| What is asked |
Copy out the rows from the line containing "Can you see the bush" through the line containing "column 98, row 129", both included, character for character and nothing else.
:::::
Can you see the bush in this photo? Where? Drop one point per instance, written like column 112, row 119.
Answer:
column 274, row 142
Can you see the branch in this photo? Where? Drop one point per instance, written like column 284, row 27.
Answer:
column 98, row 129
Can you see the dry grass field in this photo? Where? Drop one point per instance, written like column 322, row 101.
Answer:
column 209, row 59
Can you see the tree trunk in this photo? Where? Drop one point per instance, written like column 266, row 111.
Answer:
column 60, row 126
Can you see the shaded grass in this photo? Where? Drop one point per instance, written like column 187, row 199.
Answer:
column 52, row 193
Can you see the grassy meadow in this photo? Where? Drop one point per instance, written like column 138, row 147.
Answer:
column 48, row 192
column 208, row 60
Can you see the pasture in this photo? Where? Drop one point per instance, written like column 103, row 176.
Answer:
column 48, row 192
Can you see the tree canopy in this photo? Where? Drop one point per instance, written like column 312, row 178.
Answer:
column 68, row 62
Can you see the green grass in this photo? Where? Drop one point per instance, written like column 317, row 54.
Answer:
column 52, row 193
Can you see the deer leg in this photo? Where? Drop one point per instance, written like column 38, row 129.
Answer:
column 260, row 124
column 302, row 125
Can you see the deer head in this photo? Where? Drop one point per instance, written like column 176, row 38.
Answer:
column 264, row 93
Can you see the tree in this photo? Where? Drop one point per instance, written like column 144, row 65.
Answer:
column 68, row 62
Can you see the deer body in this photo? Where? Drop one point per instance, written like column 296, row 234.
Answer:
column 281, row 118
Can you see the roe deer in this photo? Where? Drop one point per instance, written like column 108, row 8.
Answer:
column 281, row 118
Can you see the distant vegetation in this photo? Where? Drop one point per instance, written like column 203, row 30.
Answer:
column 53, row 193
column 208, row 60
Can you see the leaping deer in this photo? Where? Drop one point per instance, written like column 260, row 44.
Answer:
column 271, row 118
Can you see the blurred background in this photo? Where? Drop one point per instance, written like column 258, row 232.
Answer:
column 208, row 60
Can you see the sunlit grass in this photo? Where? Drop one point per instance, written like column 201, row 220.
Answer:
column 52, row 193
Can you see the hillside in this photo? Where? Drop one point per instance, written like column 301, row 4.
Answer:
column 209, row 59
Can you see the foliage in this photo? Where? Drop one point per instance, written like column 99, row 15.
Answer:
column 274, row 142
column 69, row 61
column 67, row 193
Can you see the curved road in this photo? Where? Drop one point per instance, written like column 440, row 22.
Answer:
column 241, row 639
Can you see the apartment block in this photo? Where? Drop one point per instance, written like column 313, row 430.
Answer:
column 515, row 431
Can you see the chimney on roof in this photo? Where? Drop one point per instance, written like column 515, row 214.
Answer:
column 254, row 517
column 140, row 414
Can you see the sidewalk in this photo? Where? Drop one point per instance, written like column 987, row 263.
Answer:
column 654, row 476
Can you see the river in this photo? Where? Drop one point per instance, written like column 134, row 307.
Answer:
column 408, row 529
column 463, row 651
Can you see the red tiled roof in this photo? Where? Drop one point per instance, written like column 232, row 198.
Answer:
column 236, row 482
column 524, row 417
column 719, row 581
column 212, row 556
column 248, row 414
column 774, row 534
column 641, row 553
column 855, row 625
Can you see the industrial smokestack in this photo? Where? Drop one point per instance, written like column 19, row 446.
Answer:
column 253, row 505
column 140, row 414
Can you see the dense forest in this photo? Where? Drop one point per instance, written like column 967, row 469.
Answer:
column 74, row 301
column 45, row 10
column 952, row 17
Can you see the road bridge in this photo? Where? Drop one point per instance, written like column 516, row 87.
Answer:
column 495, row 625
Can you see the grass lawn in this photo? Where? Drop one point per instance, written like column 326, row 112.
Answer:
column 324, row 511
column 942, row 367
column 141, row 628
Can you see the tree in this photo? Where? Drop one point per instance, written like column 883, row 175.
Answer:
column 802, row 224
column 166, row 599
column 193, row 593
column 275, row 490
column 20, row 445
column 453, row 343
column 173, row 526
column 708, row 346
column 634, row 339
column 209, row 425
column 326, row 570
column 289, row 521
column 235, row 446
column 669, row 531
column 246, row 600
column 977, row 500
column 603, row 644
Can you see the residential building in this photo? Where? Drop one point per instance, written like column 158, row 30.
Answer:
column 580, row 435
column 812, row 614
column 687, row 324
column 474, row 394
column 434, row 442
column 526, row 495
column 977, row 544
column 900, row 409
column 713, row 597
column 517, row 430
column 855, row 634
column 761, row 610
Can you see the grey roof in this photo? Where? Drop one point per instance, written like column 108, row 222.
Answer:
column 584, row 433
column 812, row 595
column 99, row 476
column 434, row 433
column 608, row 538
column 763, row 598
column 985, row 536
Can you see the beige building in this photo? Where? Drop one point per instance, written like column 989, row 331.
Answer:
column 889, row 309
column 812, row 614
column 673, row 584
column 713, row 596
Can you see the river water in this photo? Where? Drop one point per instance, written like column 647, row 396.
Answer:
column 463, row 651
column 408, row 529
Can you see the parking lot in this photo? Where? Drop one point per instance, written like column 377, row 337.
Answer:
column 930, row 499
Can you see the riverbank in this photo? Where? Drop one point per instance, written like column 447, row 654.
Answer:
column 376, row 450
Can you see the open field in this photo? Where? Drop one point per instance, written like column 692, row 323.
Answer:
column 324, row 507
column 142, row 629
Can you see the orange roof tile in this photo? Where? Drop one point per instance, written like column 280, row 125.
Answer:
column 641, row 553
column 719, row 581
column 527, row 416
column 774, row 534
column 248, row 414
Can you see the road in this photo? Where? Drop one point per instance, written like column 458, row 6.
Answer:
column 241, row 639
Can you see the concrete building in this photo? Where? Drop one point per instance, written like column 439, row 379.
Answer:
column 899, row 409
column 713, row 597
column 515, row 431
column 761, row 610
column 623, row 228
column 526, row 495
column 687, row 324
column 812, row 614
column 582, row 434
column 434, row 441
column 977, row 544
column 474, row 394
:::::
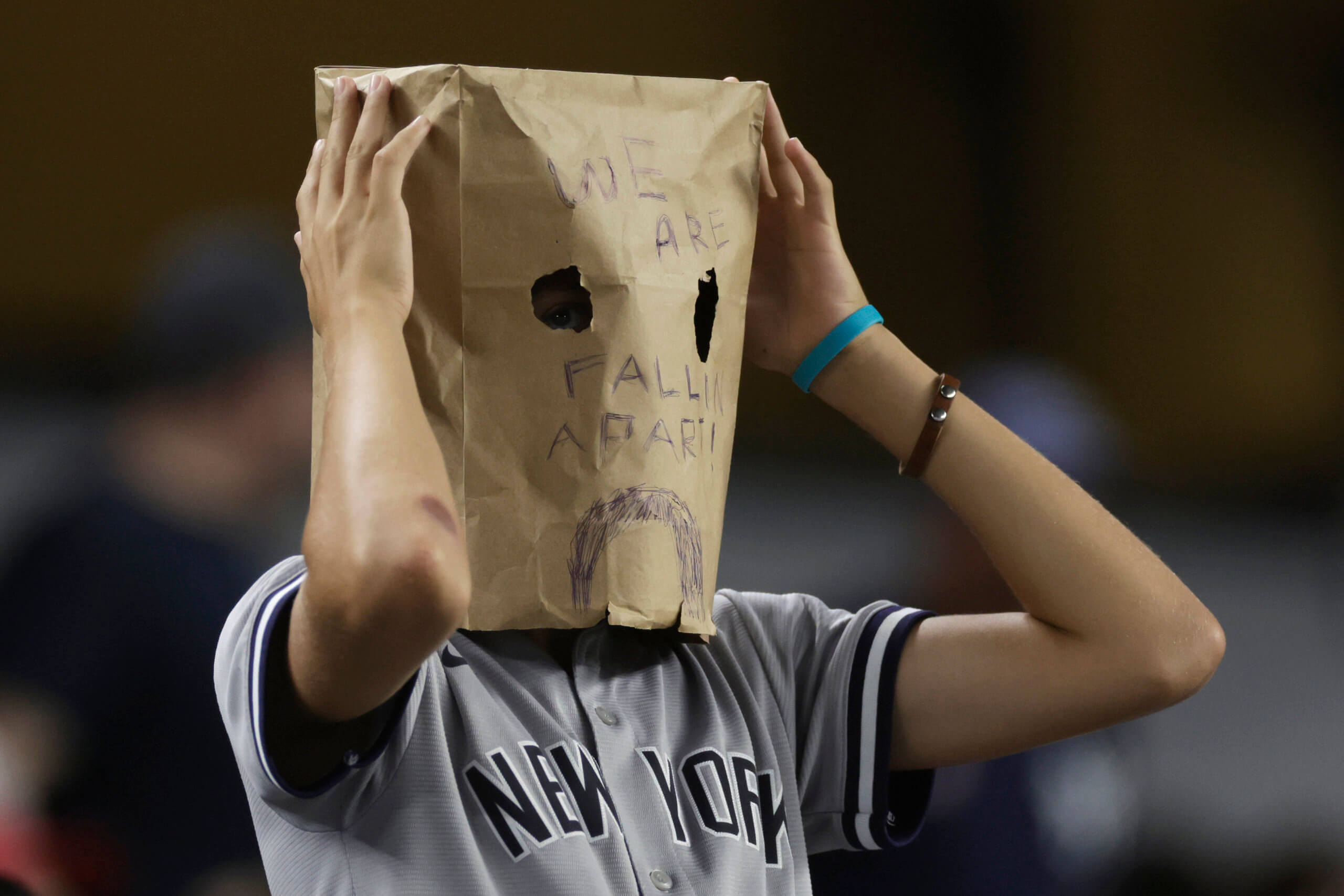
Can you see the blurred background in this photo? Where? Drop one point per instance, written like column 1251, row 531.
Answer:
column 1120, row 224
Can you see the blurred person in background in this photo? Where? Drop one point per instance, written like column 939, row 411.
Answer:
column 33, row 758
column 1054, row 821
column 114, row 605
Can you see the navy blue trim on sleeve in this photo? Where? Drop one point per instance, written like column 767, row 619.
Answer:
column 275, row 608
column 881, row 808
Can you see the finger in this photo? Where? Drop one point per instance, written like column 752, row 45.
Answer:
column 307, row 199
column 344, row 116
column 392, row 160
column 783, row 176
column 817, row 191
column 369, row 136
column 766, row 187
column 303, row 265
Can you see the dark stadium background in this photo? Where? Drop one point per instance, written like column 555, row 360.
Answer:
:::::
| Result of the task |
Can you see the bush in this photo? Where? Drop one point per instance, written like column 112, row 119.
Answer:
column 274, row 142
Can you see the branch in this photo? Where? Drop one point per instance, written like column 284, row 27.
Answer:
column 98, row 129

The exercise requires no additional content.